TASK TO COMPLETE: Word for word, set down the listing that appears after this line.

DATA TO USE:
- Opening Delimiter -

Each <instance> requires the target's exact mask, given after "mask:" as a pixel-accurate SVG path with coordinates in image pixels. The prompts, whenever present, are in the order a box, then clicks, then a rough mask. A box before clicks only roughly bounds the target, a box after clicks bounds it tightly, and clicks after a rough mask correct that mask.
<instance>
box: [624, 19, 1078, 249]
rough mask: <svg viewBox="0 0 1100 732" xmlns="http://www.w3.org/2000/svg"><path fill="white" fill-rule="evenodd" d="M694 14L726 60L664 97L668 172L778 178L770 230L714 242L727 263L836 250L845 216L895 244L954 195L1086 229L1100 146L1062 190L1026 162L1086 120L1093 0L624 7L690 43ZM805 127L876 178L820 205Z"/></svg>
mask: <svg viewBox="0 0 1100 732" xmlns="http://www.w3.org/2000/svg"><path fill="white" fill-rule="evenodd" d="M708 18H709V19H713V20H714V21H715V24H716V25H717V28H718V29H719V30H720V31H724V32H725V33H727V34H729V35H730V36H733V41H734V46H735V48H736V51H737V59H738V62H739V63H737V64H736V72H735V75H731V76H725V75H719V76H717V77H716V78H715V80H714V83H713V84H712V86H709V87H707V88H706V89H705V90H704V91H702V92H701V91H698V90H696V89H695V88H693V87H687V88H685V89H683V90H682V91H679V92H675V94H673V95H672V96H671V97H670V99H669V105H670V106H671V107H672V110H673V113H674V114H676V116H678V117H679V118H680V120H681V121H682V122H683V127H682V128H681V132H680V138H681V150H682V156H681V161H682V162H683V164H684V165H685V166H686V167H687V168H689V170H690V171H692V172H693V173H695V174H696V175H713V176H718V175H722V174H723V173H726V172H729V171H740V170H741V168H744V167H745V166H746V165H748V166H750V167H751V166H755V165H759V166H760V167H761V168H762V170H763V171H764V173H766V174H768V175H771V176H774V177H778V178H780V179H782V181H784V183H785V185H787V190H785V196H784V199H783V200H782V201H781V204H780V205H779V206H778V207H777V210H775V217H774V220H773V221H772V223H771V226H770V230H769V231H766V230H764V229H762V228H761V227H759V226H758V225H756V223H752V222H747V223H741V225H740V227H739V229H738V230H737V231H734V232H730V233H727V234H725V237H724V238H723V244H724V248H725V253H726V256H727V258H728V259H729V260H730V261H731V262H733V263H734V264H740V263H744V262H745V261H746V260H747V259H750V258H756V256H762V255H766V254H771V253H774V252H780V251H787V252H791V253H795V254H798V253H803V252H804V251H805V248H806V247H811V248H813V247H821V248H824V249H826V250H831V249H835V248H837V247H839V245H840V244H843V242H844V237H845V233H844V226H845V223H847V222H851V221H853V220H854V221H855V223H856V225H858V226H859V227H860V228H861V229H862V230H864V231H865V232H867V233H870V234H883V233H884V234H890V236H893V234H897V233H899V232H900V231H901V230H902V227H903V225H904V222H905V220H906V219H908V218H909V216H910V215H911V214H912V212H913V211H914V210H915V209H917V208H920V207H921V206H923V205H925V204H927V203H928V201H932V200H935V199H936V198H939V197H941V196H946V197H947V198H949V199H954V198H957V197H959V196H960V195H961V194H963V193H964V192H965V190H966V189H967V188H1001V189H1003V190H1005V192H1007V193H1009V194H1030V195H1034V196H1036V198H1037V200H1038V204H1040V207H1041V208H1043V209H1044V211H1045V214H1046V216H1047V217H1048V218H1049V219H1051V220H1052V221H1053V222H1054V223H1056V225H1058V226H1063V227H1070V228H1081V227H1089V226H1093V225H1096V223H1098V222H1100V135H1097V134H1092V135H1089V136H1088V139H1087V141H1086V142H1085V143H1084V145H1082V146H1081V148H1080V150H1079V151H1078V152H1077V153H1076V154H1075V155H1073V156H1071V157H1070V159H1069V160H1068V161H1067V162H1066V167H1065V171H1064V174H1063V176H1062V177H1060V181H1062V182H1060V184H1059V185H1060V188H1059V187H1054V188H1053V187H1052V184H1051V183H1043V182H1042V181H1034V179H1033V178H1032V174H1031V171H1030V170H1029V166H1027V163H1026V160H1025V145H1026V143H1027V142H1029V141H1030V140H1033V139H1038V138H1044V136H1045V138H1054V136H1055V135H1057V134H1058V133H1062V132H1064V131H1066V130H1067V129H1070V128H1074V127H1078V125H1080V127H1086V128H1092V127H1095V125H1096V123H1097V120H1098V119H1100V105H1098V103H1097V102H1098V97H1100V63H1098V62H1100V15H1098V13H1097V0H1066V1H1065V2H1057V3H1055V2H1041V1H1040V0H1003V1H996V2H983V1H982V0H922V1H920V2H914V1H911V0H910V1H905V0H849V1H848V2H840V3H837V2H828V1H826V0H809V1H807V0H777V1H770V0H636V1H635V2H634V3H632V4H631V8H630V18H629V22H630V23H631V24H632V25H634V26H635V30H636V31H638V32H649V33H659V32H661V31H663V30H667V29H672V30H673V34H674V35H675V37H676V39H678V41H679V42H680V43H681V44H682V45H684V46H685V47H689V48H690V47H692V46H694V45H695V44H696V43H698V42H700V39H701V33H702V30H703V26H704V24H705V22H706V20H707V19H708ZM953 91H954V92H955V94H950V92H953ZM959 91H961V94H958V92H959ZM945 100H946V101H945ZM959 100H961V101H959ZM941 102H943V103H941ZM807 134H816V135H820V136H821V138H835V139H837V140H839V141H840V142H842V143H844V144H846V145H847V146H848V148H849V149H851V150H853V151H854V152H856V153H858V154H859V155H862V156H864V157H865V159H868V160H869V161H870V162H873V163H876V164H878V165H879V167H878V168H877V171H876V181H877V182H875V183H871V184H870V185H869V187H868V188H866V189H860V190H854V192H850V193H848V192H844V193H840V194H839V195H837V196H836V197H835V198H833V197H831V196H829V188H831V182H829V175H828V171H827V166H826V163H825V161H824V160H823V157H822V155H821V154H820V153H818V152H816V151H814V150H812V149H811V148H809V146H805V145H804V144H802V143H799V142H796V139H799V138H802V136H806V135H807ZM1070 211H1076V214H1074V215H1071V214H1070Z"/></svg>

- Closing Delimiter -

YOUR RESPONSE:
Each <instance> requires the target's exact mask, given after "mask:" as a pixel-accurate SVG path with coordinates in image pixels. The prompts, whenever present, are in the order a box, then clicks, then a rough mask. A box before clicks only roughly bounds the target, a box after clicks bounds it tightly, and clicks after a rough mask correct that mask.
<instance>
box: [624, 19, 1078, 249]
rough mask: <svg viewBox="0 0 1100 732" xmlns="http://www.w3.org/2000/svg"><path fill="white" fill-rule="evenodd" d="M694 14L726 60L664 97L668 172L778 178L770 230L714 242L727 263L836 250L845 216L895 244L954 195L1086 229L1100 146L1062 190L1026 162L1086 120L1093 0L624 7L690 43ZM805 127L876 178L820 205Z"/></svg>
mask: <svg viewBox="0 0 1100 732" xmlns="http://www.w3.org/2000/svg"><path fill="white" fill-rule="evenodd" d="M708 18H709V19H713V20H714V21H715V24H716V25H717V28H718V29H719V30H720V31H724V32H725V33H727V34H729V35H730V36H733V41H734V46H735V48H736V51H737V59H738V62H739V63H737V64H736V72H735V75H731V76H725V75H719V76H717V77H716V78H715V80H714V83H713V84H712V86H709V87H707V88H706V89H705V90H704V91H702V92H701V91H698V90H696V89H695V88H693V87H687V88H685V89H683V90H682V91H679V92H675V94H673V95H672V96H671V97H670V99H669V105H670V106H671V107H672V110H673V113H674V114H676V116H678V117H679V118H680V120H681V121H682V122H683V127H682V128H681V132H680V138H681V150H682V156H681V161H682V162H683V164H684V165H685V166H686V167H687V168H689V170H690V171H692V172H693V173H695V174H696V175H713V176H718V175H722V174H723V173H726V172H729V171H740V170H741V168H744V167H745V166H746V165H748V166H750V167H751V166H755V165H759V166H760V167H761V168H762V170H763V171H764V173H766V174H768V175H771V176H774V177H778V178H780V179H782V181H784V183H785V185H787V190H785V196H784V199H783V200H782V201H781V204H780V205H779V206H778V207H777V210H775V217H774V220H773V221H772V223H771V226H770V230H769V231H766V230H764V229H762V228H761V227H759V226H758V225H756V223H752V222H747V223H741V225H740V227H739V229H738V230H737V231H734V232H730V233H727V234H725V237H724V238H723V244H724V248H725V253H726V256H727V258H728V259H729V260H730V261H731V262H733V263H734V264H740V263H744V262H745V261H746V260H747V259H750V258H756V256H762V255H766V254H771V253H774V252H780V251H787V252H791V253H795V254H798V253H803V252H804V251H805V248H806V247H811V248H813V247H821V248H824V249H826V250H831V249H835V248H837V247H839V245H840V244H843V242H844V237H845V233H844V226H845V223H847V222H851V221H853V220H854V221H855V223H856V225H858V226H859V227H860V228H861V229H862V230H864V231H865V232H867V233H870V234H883V233H884V234H890V236H893V234H897V233H899V232H900V231H901V230H902V227H903V225H904V222H905V220H906V219H908V218H909V216H910V215H911V214H912V212H913V211H914V210H915V209H917V208H920V207H921V206H923V205H925V204H927V203H928V201H932V200H935V199H936V198H939V197H941V196H946V197H947V198H949V199H954V198H957V197H959V196H960V195H961V194H963V193H964V192H965V190H966V189H967V188H1001V189H1003V190H1005V192H1007V193H1009V194H1030V195H1034V196H1036V198H1037V200H1038V204H1040V207H1041V208H1043V209H1044V211H1045V214H1046V216H1047V217H1048V218H1049V219H1051V220H1052V221H1053V222H1054V223H1056V225H1058V226H1063V227H1070V228H1081V227H1089V226H1093V225H1096V223H1098V222H1100V135H1097V134H1092V135H1089V136H1088V139H1087V141H1086V142H1085V143H1084V145H1082V146H1081V148H1080V150H1079V151H1078V152H1077V153H1076V154H1075V155H1073V156H1071V157H1070V159H1069V160H1068V161H1067V162H1066V167H1065V171H1064V174H1063V176H1062V177H1060V181H1062V182H1060V184H1059V185H1060V188H1059V187H1054V188H1053V187H1052V184H1051V183H1043V182H1042V181H1034V179H1033V178H1032V174H1031V171H1030V170H1029V166H1027V163H1026V160H1025V145H1026V143H1027V142H1029V141H1030V140H1033V139H1038V138H1044V136H1045V138H1054V136H1055V135H1057V134H1058V133H1062V132H1064V131H1066V130H1067V129H1070V128H1074V127H1078V125H1080V127H1086V128H1092V127H1095V125H1096V123H1097V120H1098V119H1100V105H1098V103H1097V102H1098V97H1100V63H1098V62H1100V15H1098V13H1097V0H1066V1H1065V2H1057V3H1055V2H1041V1H1040V0H1003V1H996V2H983V1H982V0H922V1H920V2H914V1H911V0H910V1H905V0H849V1H848V2H840V3H837V2H828V1H826V0H809V1H807V0H777V1H770V0H636V1H635V2H634V3H632V4H631V8H630V18H629V22H630V23H631V24H632V25H634V26H635V30H636V31H638V32H649V33H659V32H661V31H663V30H667V29H672V30H673V34H674V35H675V37H676V39H678V41H679V42H680V43H681V44H682V45H684V46H685V47H689V48H690V47H692V46H694V45H695V44H696V43H698V42H700V39H701V33H702V30H703V26H704V24H705V22H706V20H707V19H708ZM953 91H954V92H955V94H950V92H953ZM959 91H961V94H958V92H959ZM945 100H946V101H945ZM959 100H961V101H959ZM941 102H943V103H941ZM807 134H816V135H820V136H821V138H835V139H837V140H839V141H840V142H842V143H844V144H846V145H847V146H848V148H849V149H851V150H853V151H854V152H856V153H858V154H859V155H862V156H864V157H865V159H868V160H869V161H870V162H873V163H876V164H878V165H879V167H878V168H877V171H876V181H877V182H875V183H871V184H870V185H869V187H868V188H866V189H860V190H854V192H850V193H848V192H844V193H840V194H839V195H837V196H836V197H835V198H833V197H831V196H829V188H831V182H829V175H828V171H827V166H826V163H825V161H824V160H823V157H822V155H821V154H820V153H818V152H816V151H814V150H812V149H811V148H809V146H805V145H804V144H802V143H799V142H796V139H799V138H802V136H806V135H807ZM1070 211H1076V214H1074V215H1071V214H1070Z"/></svg>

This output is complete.